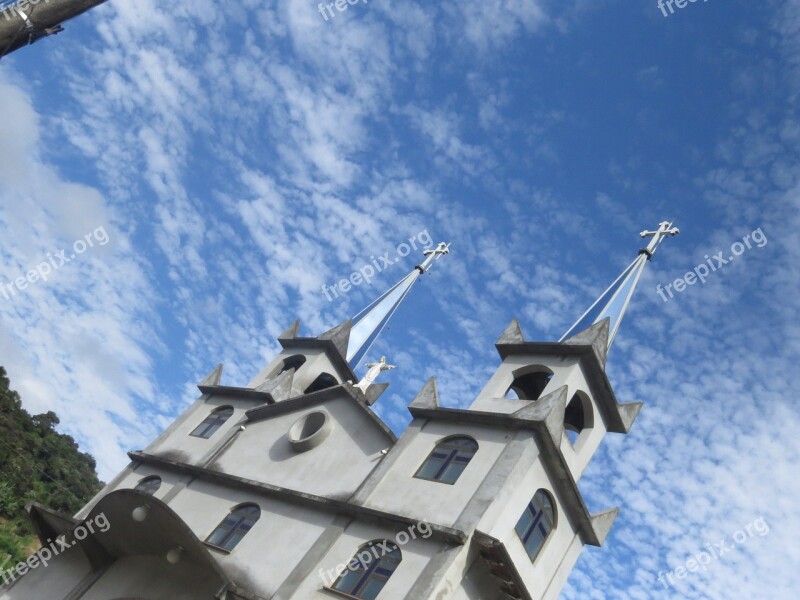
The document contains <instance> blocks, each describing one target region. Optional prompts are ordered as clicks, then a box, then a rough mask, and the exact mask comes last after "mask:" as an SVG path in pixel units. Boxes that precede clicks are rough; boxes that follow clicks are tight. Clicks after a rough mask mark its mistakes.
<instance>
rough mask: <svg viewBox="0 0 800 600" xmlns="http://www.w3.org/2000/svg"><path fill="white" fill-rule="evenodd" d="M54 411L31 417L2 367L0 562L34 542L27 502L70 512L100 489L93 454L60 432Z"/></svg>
mask: <svg viewBox="0 0 800 600" xmlns="http://www.w3.org/2000/svg"><path fill="white" fill-rule="evenodd" d="M58 423H59V420H58V416H56V414H55V413H54V412H52V411H48V412H46V413H44V414H41V415H33V416H31V415H30V414H29V413H28V412H27V411H26V410H24V409H23V408H22V404H21V401H20V397H19V394H17V392H15V391H13V390H11V389H10V382H9V379H8V377H7V375H6V370H5V369H4V368H3V367H0V564H2V563H3V562H4V561H5V560H6V556H7V555H10V556H11V559H9V560H8V564H7V565H6V568H8V567H9V566H10V565H13V564H16V563H17V562H19V561H20V560H23V559H24V558H25V557H26V556H27V555H28V554H30V552H31V550H32V549H33V548H34V547H35V538H34V536H33V531H32V529H31V527H30V524H29V522H28V519H27V515H26V513H25V505H26V504H28V503H29V502H39V503H40V504H44V505H45V506H48V507H50V508H52V509H54V510H59V511H62V512H65V513H68V514H70V515H72V514H74V513H76V512H77V511H78V510H79V509H80V508H81V507H82V506H83V505H84V504H86V502H88V501H89V500H90V499H91V498H92V496H94V495H95V494H96V493H97V492H98V491H100V489H101V488H102V483H101V482H100V480H99V479H98V478H97V472H96V471H95V467H96V465H95V461H94V459H93V458H92V457H91V456H90V455H89V454H86V453H85V452H81V451H80V450H79V448H78V444H76V443H75V440H73V439H72V437H70V436H68V435H64V434H62V433H58V432H57V431H56V430H55V427H56V426H57V425H58Z"/></svg>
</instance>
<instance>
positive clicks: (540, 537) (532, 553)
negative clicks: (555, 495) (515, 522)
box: [515, 490, 556, 560]
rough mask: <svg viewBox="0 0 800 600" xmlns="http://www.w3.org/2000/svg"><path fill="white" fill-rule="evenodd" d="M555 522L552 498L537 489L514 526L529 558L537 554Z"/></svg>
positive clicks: (539, 550) (550, 531) (545, 540)
mask: <svg viewBox="0 0 800 600" xmlns="http://www.w3.org/2000/svg"><path fill="white" fill-rule="evenodd" d="M555 523H556V515H555V509H554V508H553V500H552V498H551V497H550V494H549V493H547V492H546V491H544V490H539V491H538V492H536V495H534V497H533V500H531V501H530V502H529V503H528V506H526V507H525V512H524V513H522V516H521V517H520V519H519V521H518V522H517V526H516V527H515V529H516V531H517V535H518V536H519V539H520V540H522V543H523V544H524V545H525V550H526V552H527V553H528V556H530V557H531V560H535V559H536V557H537V556H538V555H539V552H540V551H541V549H542V546H544V543H545V541H546V540H547V536H549V535H550V532H551V531H552V530H553V528H554V527H555Z"/></svg>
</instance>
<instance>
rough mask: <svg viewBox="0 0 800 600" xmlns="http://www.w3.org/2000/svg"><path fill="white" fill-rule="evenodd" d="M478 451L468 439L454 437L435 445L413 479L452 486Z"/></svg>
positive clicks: (467, 437)
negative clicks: (449, 484) (438, 481)
mask: <svg viewBox="0 0 800 600" xmlns="http://www.w3.org/2000/svg"><path fill="white" fill-rule="evenodd" d="M477 451H478V442H476V441H475V440H473V439H472V438H470V437H454V438H449V439H446V440H443V441H441V442H439V443H438V444H436V448H434V449H433V452H431V453H430V455H429V456H428V458H427V459H425V462H424V463H422V466H421V467H420V468H419V470H418V471H417V473H416V474H415V475H414V477H418V478H419V479H431V480H433V481H441V482H442V483H450V484H453V483H455V482H456V480H457V479H458V478H459V477H460V476H461V473H462V472H463V471H464V469H465V468H466V467H467V465H468V464H469V461H471V460H472V457H473V456H475V453H476V452H477Z"/></svg>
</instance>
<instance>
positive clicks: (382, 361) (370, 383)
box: [356, 356, 395, 394]
mask: <svg viewBox="0 0 800 600" xmlns="http://www.w3.org/2000/svg"><path fill="white" fill-rule="evenodd" d="M367 368H368V369H369V370H368V371H367V374H366V375H364V379H362V380H361V381H359V382H358V383H357V384H356V387H357V388H358V389H360V390H361V391H362V392H364V393H365V394H366V393H367V388H368V387H369V386H371V385H372V384H373V383H375V380H376V379H377V378H378V375H380V374H381V372H383V371H391V370H392V369H394V368H395V366H394V365H388V364H386V357H385V356H381V360H380V362H376V363H369V364H368V365H367Z"/></svg>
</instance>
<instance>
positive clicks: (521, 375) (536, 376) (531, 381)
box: [506, 366, 553, 400]
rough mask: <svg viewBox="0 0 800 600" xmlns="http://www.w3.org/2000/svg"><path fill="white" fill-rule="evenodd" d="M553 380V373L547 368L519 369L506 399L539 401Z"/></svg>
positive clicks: (508, 389) (541, 367)
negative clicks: (536, 400) (542, 395)
mask: <svg viewBox="0 0 800 600" xmlns="http://www.w3.org/2000/svg"><path fill="white" fill-rule="evenodd" d="M552 378H553V372H552V371H551V370H550V369H548V368H547V367H542V366H533V367H525V368H523V369H518V370H517V371H515V372H514V381H512V382H511V385H510V386H509V388H508V390H507V391H506V398H513V397H514V396H516V397H517V398H519V399H520V400H538V399H539V397H540V396H541V395H542V392H543V391H544V388H545V387H547V384H548V383H550V380H551V379H552Z"/></svg>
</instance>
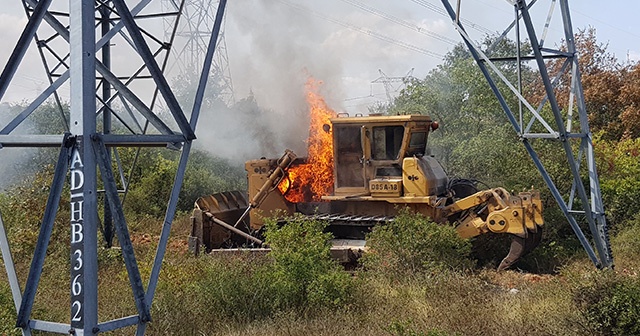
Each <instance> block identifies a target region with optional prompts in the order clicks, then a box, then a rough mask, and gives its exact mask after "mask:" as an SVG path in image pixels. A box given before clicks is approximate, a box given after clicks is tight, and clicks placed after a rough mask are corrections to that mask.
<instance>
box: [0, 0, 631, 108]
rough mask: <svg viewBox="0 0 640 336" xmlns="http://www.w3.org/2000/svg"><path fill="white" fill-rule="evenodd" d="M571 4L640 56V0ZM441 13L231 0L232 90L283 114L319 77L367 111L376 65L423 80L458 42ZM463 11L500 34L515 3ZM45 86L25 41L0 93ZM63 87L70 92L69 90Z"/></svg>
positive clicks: (533, 8)
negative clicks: (11, 71)
mask: <svg viewBox="0 0 640 336" xmlns="http://www.w3.org/2000/svg"><path fill="white" fill-rule="evenodd" d="M162 1H167V0H152V3H156V4H157V5H156V7H155V8H159V7H158V6H159V3H160V2H162ZM190 1H198V0H190ZM2 2H3V6H2V9H0V41H3V44H4V46H5V47H3V48H0V66H4V64H6V61H7V58H8V57H9V54H10V52H11V49H12V47H13V46H14V45H15V41H17V39H18V36H19V34H20V33H21V31H22V28H23V27H24V24H25V23H26V19H25V14H24V10H23V9H22V7H21V4H20V1H19V0H2ZM127 2H128V3H130V4H132V3H133V1H127ZM452 2H453V3H454V5H455V0H453V1H452ZM53 3H54V6H55V5H56V4H58V3H65V4H66V3H68V0H54V1H53ZM550 3H551V1H550V0H538V1H537V3H536V4H535V5H534V7H533V9H532V14H533V15H534V18H533V19H534V23H535V24H536V28H537V29H538V31H542V25H543V24H544V22H545V18H546V15H547V12H548V10H549V8H550ZM59 6H63V7H64V6H65V5H59ZM151 7H153V6H151ZM151 7H150V8H151ZM569 7H570V9H571V11H572V19H573V26H574V30H575V31H577V30H578V29H584V28H586V27H594V28H595V29H596V32H597V38H598V40H599V41H600V42H602V43H607V44H608V50H609V51H610V52H612V53H614V54H615V55H616V56H617V57H618V59H619V60H620V61H621V62H624V61H627V60H630V61H635V60H638V59H640V29H639V28H640V21H639V20H637V18H636V16H637V15H636V13H638V12H639V10H640V3H638V2H637V1H631V0H625V1H622V0H620V1H615V0H614V1H609V2H603V1H596V0H579V1H578V0H572V1H569ZM441 12H442V4H441V3H440V1H437V0H395V1H388V0H324V1H310V0H230V1H228V5H227V13H226V14H227V15H226V25H225V39H226V47H227V53H228V65H229V69H230V73H231V78H232V81H233V88H234V92H235V97H236V99H241V98H243V97H246V96H247V95H249V94H250V93H252V94H253V95H254V96H255V98H256V100H257V101H258V103H259V104H261V105H262V106H264V107H265V108H269V109H272V110H277V111H281V112H282V113H283V114H285V113H290V112H291V111H295V110H297V109H300V108H302V106H303V99H301V96H302V95H303V90H304V88H303V87H304V85H303V84H304V82H305V80H306V78H307V77H308V76H313V77H314V78H316V79H318V80H321V81H322V82H323V83H324V84H323V88H322V90H323V93H324V94H325V97H326V99H327V101H328V103H329V104H330V106H332V107H333V108H334V109H335V110H336V111H338V112H348V113H351V114H355V113H366V112H367V107H369V106H371V105H372V104H376V103H384V102H386V101H387V94H386V91H385V87H384V85H383V84H382V83H379V81H380V79H381V76H382V73H384V74H385V75H386V76H388V77H403V76H406V75H407V74H411V75H413V76H415V77H418V78H423V77H424V76H426V75H427V74H428V72H429V71H430V70H432V69H433V68H434V67H435V66H436V65H438V64H439V63H441V61H442V56H443V55H444V54H446V53H447V52H448V51H450V50H451V49H452V48H453V46H454V45H455V44H456V43H458V42H460V41H461V38H460V36H459V35H458V34H457V33H456V32H455V30H454V29H453V26H452V24H451V22H450V20H449V19H448V18H447V17H445V16H443V15H442V14H441ZM461 17H462V18H463V23H465V25H466V26H467V30H468V31H469V33H470V34H471V35H472V38H474V39H476V40H478V39H480V38H482V36H483V35H484V34H486V33H496V32H502V31H503V30H504V29H505V27H506V26H507V25H508V24H509V23H510V22H511V20H512V19H513V8H512V6H511V5H510V4H509V2H508V1H505V0H461ZM559 22H560V16H559V8H558V7H557V6H556V7H555V14H554V20H553V21H552V22H551V23H552V25H551V28H550V29H549V33H548V38H547V42H546V45H547V46H551V45H554V44H555V45H557V44H559V43H560V38H561V30H560V29H559V27H558V23H559ZM554 25H555V26H554ZM159 29H161V28H159ZM8 46H10V47H8ZM128 61H129V59H128V56H126V55H125V54H122V55H115V56H114V67H116V68H118V67H122V68H126V66H127V64H128V63H129V62H128ZM381 71H382V73H381ZM376 79H378V82H377V83H374V81H376ZM46 86H47V82H46V78H45V77H44V72H43V70H42V65H41V64H40V62H39V59H38V55H37V49H36V48H33V47H32V48H30V50H29V53H28V55H27V56H26V58H25V62H24V63H23V65H22V66H21V67H20V69H19V72H18V74H17V76H16V79H15V80H14V82H12V86H11V87H10V90H9V92H7V94H6V95H5V97H4V99H3V100H2V101H3V102H15V101H21V100H29V99H32V98H33V97H35V96H36V95H37V94H38V93H39V92H40V90H42V89H44V88H45V87H46ZM399 88H400V85H398V84H396V85H395V86H394V87H392V88H391V92H390V94H391V95H396V94H397V92H396V90H397V89H399ZM61 93H62V95H63V97H64V96H65V94H67V95H68V88H66V87H63V88H62V90H61Z"/></svg>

---

## Problem requirements
Copy the stretch of the material from its start through the line containing "box: [515, 490, 556, 560]", replacing every "rough mask" with "coarse mask" and changing nothing else. Leave the pictures out.

## Answer for this exercise
The document contains <instance> blocks, each describing one target region. Optional prompts are ordered as clicks, then a box, then a coarse mask, and the exact mask comes last after "mask:" as an SVG path in pixel units. Boxes that precede clicks are rough; boxes that follow clicks are tight. Clicks after a coarse mask mark its mistakes.
<instance>
coarse mask: <svg viewBox="0 0 800 600" xmlns="http://www.w3.org/2000/svg"><path fill="white" fill-rule="evenodd" d="M54 411L31 417L2 367L0 562L34 542L27 502L70 512L100 489L93 454L60 432Z"/></svg>
mask: <svg viewBox="0 0 800 600" xmlns="http://www.w3.org/2000/svg"><path fill="white" fill-rule="evenodd" d="M58 423H59V420H58V416H56V414H55V413H54V412H52V411H48V412H46V413H44V414H41V415H33V416H31V415H30V414H29V413H28V412H27V411H26V410H24V409H23V408H22V404H21V401H20V397H19V394H17V392H15V391H13V390H11V389H10V382H9V379H8V377H7V375H6V370H5V369H4V368H3V367H0V564H2V563H3V562H4V561H5V560H6V556H7V555H10V556H11V559H9V560H8V564H7V565H6V568H8V567H9V566H10V565H13V564H16V563H17V562H19V561H20V560H23V559H24V558H25V557H26V556H27V555H28V554H30V552H31V550H32V549H33V548H34V547H35V538H34V536H33V531H32V529H31V527H30V524H29V522H28V519H27V515H26V513H25V505H26V504H28V503H29V502H39V503H40V504H44V505H45V506H48V507H50V508H52V509H54V510H59V511H62V512H65V513H68V514H70V515H72V514H74V513H76V512H77V511H78V510H79V509H80V508H81V507H82V506H83V505H84V504H86V502H88V501H89V500H90V499H91V498H92V496H94V495H95V494H96V493H97V492H98V491H100V489H101V488H102V483H101V482H100V480H99V479H98V478H97V472H96V471H95V467H96V465H95V461H94V459H93V458H92V457H91V456H90V455H89V454H86V453H85V452H81V451H80V450H79V448H78V444H76V443H75V440H73V439H72V437H70V436H68V435H64V434H62V433H58V432H57V431H56V430H55V427H56V426H57V425H58Z"/></svg>
</instance>
<instance>
positive clicks: (540, 537) (532, 553)
negative clicks: (555, 495) (515, 522)
box: [515, 490, 556, 560]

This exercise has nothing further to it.